▸ DOKUMENTABSCHNITT
◇ ◇ ◇ ◇

Aktivismus im Spannungsverhältnis zu demokratisch legitimierter Entscheidungsfindung anhand der Lektüre von Knut Cordsens Essay: „Die Weltverbesserer – Wie viel Aktivismus verträgt unsere Gesellschaft“

Was für ein medialer Erfolg. Seit Tagen dominieren Initiativen der „Letzten Generation“ die nationalen und internationalen Medien. Die öffentliche Erregung über diverse Aktionen des Festklebens und Anschüttens auf den Straßen ebenso wie in Museen rund um den Globus könnte nicht größer sein. Zuletzt haben sich auch in Wien Klima-Aktivistinnen am Sockel eines Dinosaurier-Exponat festgeklebt und ein Bild von Gustav Klimt begossen, um ihren Forderungen nach unmittelbarer Durchsetzung einer „Überlebenspolitik“ Nachdruck zu verleihen. Das Nachrichtenmagazin profil widmet ihnen eine Titelgeschichte; sein Chefredakteur Christian Rainer verfasst dazu einen Leitartikel, in dem er die Aktivist*innen als Warner*innen vor dem völligen Kollaps gegen die herrschende Lethargie in Stellung bringt.

Ein besonderer Aufmerksamkeitswert kommt dabei „Artivisten“ zu, die versuchen, museale Kunstwerke zum Ausgangspunkt ihrer Öffentlichkeitsarbeit zu machen und damit für eine kontroversielle Diskussion weit über die traditionellen Museumsbesucher*innen hinaus zu sorgen.

Ganz offensichtlich haben wir es angesichts der drohenden Erderwärmung mit einer Neuauflage aktivistischer Inszenierungen zu tun, deren Betreiber*innen den Glauben an mühsame Rituale etablierter Aushandlungs- und Entscheidungsprozesse verloren haben. Sie möchte stattdessen das Geschehen möglichst direkt und unmittelbar zu beeinflussen und damit rasche Wirkungen zu erzielen.

◇ ◇ ◇ ◇

▸ GEGEBENE INFORMATIONEN

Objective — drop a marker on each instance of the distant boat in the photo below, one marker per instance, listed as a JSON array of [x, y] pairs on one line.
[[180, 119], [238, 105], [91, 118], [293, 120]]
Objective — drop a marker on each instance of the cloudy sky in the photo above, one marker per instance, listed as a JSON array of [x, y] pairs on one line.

◇ ◇ ◇ ◇

▸ AUFGABENBESCHREIBUNG
Setze den Text über Klimaaktivismus und demokratische Entscheidungsfindung im Anschluss an seinen letzten Satz fort.

▸ ERGEBNIS
Dort, wo Aktivist*innen antreten, um das gesellschaftliche Bewusstsein wachzurütteln, kommt es notwendig zu einer Polarisierung: Während die einen (in der Regel von den geforderten Veränderungen weniger Betroffenen) Verständnis für ihre Anliegen zeigen, sehen die anderen, die sich in der Ausübung ihrer Freiheiten zumindest behindert fühlen, einen Bruch der gesellschaftlichen Ordnung, der staatlich mit voller Härte sanktioniert werden muss.

Aktivismus als Zeichen des Versagens repräsentativer Demokratie

Viel spricht für die Vermutung, dass aktivistische Initiativen auf ein zumindest partielles Versagen demokratisch legitimierter Verfahren hinweisen, von denen sich Aktivist*innen entweder ausgeschlossen fühlen oder die sie angesichts der Dringlichkeit ihrer Anliegen als zu wenig effizient begreifen. Erster Antrieb ist die Frustration besorgter Menschen, die angesichts apokalyptischer Aussichten die Hoffnung aufgegeben haben, die Gesellschaft wäre im Rahmen des geltenden Regelwerks noch in der Lage, notwendige bzw. überfällige Verbesserungen zu erreichen. Sie treibt ein Gefühl der Unbedingtheit, um hier und jetzt – und sei es gegen die Bequemlichkeit und Inflexibilität bestehende Mehrheiten – die überfälligen Veränderungen herbeizuführen.

Was aber kennzeichnet aktivistische Praktiken? Auf welche Grundlage finden sie statt? Und was können Sie bewirken? In der Rezeption der aktuellen Protestmaßnahmen bin ich mit einem ziemlich schwammigen Container-Begriff konfrontiert, in den je nach Sprecher*in ganz unterschiedliche Erwartungen, Hoffnungen, aber auch Ängste, Bedrohungen und Abwehrverhalten gepackt werden.

Also mache ich mich auf die Suche nach einer auch nur halbwegs klaren Bestimmung des Begriffs „Aktivismus“ im Rahmen demokratisch verfasster Gesellschaften. Mein erster Interpretationsversuch bezieht sich auf konkrete Handlungen im öffentlichen Raum (Aufrufe, Boykotte, Beschädigungen bis hin zu Gewalthandlungen und Zerstörungen), die mit bestimmten (gesellschafts-)politischen Zielen verbunden werden. Anhand von möglichst spektakulären Handlungen soll die Öffentlichkeit soweit aufgerüttelt werden, dass sie nicht mehr anders kann als sich über Veränderungsprozesse zu verständigen, die sie ohne diese Aktionsformen nicht in Gang gesetzt hätten.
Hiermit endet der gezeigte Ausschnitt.